ABOUT THIS TASK
Please continue the column below on newspaper absurdities, starting after its last sentence.

PAGE TEXT
Back in the City of Light…

*** The papers are full of absurdities, the worst kind of absurdities – those that have no profit built into them.

*** The European press is outraged over the treatment of prisoners at Guantanamo. It is inhumane, they say. We don’t know. But, from the photos, it appears absurd. In the photo, prisoners are trussed up with handcuffs, gloves, goggles, ear plugs, and respirators. The army must be trying to drive them mad.

*** It is beyond our beat to comment on politics, but we worry that the prisoners will turn out to be another irritant…making foreigners less inclined to support things American – its dollar, its trade deficit, its stocks and bonds. They are not prisoners of war, says Donald Rumsfeld. Then, what are they? What crime have they committed? Asked Tuesday, Rumsfeld did not seem to know.

*** Of course, the world’s only superpower…can do what it wants. But the U.S. is also the world’s biggest debtor, with a trade deficit that is headed toward half a trillion dollars per year. Whatever the marvels of its tanks and aircraft, they fade beside the wonders of its paper assets, especially its dollar. Foreigners may quake before the armed might of America…but, so far, no one has to hold a gun to their heads to get them to take dollars. Some day, we continue to predict, that will change. Foreigners will decide that possibly, perhaps, just maybe they have one or two dollar-assets they don’t really need. At that point, dear reader, the US will be at the mercy of the rest of the world…not the other way around.

*** Meanwhile, on the editorial page – where absurdities shout at one another like young Marxists in a coffee house – Michael Ardon, a professor of chemistry at Hebrew University, has a solution to a problem.

EXTRACTED INFORMATION
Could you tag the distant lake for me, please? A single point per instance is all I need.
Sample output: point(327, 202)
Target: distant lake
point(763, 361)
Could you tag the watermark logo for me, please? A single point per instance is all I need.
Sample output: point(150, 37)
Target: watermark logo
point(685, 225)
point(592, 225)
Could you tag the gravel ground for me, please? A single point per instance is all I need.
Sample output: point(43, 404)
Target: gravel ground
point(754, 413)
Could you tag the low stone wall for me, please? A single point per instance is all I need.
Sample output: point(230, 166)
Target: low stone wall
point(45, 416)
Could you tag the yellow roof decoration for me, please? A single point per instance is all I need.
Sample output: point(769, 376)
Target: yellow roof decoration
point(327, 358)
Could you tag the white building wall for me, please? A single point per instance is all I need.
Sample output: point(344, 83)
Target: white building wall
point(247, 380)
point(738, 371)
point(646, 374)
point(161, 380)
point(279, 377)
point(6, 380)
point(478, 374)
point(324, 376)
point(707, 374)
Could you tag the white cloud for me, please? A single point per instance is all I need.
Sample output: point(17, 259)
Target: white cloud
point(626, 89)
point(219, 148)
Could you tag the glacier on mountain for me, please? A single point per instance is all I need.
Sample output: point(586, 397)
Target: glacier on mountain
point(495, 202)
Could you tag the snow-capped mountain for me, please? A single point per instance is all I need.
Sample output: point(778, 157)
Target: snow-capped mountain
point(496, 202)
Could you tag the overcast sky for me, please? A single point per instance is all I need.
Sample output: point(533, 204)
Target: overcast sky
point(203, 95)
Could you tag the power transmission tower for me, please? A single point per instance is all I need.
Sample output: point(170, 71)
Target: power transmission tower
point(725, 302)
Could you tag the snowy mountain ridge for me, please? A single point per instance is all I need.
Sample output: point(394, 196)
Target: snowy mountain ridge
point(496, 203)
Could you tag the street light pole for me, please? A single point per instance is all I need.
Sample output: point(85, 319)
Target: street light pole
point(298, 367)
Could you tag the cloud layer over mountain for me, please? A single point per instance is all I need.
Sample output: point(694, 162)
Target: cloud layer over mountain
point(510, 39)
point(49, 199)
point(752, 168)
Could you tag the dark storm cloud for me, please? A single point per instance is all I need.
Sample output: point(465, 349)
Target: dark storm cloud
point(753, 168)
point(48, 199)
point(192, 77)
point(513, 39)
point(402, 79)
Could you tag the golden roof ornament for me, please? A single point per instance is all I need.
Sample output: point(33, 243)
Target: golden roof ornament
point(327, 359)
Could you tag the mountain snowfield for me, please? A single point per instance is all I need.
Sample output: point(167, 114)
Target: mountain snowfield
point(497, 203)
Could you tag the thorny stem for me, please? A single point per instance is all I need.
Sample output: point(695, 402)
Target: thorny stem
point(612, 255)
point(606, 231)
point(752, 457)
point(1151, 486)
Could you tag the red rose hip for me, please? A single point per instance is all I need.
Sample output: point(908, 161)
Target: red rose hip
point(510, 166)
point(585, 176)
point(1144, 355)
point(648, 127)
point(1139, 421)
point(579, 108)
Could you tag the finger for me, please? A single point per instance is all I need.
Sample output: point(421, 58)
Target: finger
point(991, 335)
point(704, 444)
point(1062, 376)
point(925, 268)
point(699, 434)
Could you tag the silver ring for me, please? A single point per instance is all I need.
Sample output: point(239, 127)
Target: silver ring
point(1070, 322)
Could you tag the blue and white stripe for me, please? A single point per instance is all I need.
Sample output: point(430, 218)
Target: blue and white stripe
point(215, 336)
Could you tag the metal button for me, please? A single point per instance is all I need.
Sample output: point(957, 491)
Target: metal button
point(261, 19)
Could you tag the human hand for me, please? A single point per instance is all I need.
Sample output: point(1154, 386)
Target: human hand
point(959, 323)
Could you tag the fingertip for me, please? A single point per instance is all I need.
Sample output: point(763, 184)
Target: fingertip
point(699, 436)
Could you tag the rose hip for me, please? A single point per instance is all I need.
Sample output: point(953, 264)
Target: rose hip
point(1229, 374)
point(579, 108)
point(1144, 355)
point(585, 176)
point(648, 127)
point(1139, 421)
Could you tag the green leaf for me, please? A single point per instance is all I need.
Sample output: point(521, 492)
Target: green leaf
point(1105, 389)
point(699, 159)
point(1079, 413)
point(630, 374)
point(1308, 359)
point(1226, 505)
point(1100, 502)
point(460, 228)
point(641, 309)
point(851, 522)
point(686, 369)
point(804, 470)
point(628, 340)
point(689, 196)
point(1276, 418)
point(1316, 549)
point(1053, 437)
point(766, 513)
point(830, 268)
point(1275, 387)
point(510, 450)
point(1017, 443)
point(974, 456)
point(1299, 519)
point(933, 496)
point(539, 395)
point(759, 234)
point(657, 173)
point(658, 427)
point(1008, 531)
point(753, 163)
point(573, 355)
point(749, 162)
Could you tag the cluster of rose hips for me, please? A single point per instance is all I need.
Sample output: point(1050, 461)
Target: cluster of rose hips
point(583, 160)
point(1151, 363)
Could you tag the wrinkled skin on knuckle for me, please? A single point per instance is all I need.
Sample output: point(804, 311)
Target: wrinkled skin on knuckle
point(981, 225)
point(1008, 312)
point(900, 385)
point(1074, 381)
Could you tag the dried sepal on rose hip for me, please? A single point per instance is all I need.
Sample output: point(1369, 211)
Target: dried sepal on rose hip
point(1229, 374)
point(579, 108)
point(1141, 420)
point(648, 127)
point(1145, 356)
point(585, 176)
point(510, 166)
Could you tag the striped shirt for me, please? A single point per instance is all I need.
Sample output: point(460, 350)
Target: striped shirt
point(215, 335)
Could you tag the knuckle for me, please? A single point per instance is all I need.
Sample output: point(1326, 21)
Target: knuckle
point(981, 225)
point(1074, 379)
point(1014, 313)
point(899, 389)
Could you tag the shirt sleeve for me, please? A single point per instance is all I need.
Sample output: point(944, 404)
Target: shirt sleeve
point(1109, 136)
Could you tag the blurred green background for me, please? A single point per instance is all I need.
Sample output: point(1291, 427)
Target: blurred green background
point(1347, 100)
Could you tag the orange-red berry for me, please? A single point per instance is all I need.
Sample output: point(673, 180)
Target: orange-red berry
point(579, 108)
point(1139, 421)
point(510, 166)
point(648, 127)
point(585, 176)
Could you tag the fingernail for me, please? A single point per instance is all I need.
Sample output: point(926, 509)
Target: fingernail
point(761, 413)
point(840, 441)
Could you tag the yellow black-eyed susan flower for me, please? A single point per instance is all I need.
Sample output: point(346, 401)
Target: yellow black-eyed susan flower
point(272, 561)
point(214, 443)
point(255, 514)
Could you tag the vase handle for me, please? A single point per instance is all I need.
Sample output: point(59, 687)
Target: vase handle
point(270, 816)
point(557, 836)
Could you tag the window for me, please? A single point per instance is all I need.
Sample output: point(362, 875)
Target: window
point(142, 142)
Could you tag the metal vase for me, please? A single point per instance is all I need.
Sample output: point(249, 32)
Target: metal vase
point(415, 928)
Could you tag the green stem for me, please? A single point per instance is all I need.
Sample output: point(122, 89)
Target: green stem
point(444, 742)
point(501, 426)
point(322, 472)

TASK ANSWER
*** The problem is absurd: the fact that some people in the world are rich and others are poor. "If the gap between the two worlds is not narrowed," he writes, as if he knew something, "the poor countries will continue to breed forces that endangers the very existence of our civilization!" (I took the liberty of adding the exclamation point. Such a preposterously large and empty sentence seemed to need a little something at the end.) But the chemist is up to the challenge – he’s found a solution every bit as absurd. He proposes to "set a global minimum wage."

"Compliance with such a minimum wage might be achieved by a ban on imports from countries that fail to adopt it," he says. Then again, it might not.

*** Doctors, nurses and other health workers are on strike in France today. In analyzing mortality statistics from previous doctor strikes in other countries, a curious phenomenon emerges. When the doctors walk out, death rates go down. Alas, the doctors say they will return to work tomorrow.